QUOTED PASSAGE>
--

Even before I made the mental shift to gratitude, I would use my journal to document negative thoughts. Then, when I was feeling calmer, I could look back at what I wrote and apply the, “Is this true?” filter.
My journal has been a safe place to explore immediate feelings and then consciously choose how I want to feel. With practice, I’ve learned to make this shift without the journal too, in the present moment. And if I really need it, I take a deep breath and then let it out slowly while recalibrating my feelings.
Staying present, my second mental shift, can be a toughie. It’s easy to let our minds wander to the past or future and lose sight of the only place we have power: this exact moment.
A lot of people say that worry is unproductive because what you worry about rarely comes to pass. Well, I don’t know about you, but I have an uncanny ability to make happen exactly what I worry about. So I’ve had to learn to let go of worries. But being married to a worrier has taught me that I’m not a big worrier by nature.
Instead I tend to look to the future as salvation and to the past with regret. I obsess over what I’ve done wrong, what I could have done better, and feel sadness about losses, both of people and opportunities. But doing that is also unproductive. My point of power in those situations was in the past.
Overcoming our tendencies to worry or obsess is difficult, I think. More difficult than choosing to be grateful, for example, but the act of choosing gratitude can help us stay present. When we’re expressing gratitude, we’re in the present, acknowledging our surroundings.

--

RECORDS PROVIDED>
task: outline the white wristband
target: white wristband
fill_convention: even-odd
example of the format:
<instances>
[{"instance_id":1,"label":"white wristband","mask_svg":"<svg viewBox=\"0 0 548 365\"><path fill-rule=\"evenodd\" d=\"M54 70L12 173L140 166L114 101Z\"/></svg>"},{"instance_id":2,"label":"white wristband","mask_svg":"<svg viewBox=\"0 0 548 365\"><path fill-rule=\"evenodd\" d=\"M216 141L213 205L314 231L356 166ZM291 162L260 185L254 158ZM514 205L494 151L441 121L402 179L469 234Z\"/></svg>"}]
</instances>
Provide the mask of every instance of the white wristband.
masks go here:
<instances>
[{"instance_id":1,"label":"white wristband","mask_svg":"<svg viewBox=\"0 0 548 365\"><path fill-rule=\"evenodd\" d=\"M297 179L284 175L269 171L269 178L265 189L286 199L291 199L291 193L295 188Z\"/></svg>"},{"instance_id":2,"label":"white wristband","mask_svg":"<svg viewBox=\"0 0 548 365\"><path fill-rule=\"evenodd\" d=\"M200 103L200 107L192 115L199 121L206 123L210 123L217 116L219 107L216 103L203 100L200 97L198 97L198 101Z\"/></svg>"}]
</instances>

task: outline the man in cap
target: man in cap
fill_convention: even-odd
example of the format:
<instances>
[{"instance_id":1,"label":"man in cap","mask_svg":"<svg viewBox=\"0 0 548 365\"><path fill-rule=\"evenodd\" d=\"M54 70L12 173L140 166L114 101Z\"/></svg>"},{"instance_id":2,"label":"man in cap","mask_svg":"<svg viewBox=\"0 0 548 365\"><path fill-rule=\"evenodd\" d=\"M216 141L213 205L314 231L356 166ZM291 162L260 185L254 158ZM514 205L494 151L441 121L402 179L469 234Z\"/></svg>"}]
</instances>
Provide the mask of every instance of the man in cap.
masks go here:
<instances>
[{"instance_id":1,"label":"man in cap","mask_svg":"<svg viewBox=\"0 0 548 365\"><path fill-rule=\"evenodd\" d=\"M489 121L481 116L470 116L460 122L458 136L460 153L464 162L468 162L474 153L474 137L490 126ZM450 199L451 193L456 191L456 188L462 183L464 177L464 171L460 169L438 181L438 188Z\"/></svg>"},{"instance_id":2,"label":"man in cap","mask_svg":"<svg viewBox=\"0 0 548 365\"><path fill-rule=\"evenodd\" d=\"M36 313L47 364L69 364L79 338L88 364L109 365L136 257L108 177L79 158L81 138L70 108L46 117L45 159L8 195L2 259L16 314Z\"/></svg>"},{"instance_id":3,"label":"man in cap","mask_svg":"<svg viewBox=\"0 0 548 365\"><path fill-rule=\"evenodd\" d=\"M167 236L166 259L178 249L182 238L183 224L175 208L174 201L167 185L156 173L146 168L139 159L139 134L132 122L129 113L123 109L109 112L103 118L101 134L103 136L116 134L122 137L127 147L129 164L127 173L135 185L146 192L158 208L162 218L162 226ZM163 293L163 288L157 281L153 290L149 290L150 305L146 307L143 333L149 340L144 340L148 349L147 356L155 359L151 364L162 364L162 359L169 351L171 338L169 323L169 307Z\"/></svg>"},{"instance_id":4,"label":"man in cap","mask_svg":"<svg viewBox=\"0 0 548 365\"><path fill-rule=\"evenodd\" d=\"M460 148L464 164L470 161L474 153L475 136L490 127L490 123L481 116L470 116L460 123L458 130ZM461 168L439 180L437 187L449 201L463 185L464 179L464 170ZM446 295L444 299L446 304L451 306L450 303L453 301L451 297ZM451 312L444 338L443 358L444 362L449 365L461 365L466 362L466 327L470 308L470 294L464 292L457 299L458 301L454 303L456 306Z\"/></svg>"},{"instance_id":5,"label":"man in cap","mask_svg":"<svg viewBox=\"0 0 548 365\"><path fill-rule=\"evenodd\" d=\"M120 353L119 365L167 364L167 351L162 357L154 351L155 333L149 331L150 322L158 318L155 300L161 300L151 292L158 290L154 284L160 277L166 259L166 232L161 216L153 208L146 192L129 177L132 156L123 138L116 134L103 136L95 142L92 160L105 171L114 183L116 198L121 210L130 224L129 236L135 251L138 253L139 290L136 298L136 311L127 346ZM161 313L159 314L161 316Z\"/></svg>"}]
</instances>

--

DIRECTIONS FOR THIS TASK> Copy the journaling passage starting at "My journal has" and ending at "recalibrating my feelings.", swapping "journal" for "notebook".

OUTPUT OF THE EXERCISE>
My notebook has been a safe place to explore immediate feelings and then consciously choose how I want to feel. With practice, I’ve learned to make this shift without the notebook too, in the present moment. And if I really need it, I take a deep breath and then let it out slowly while recalibrating my feelings.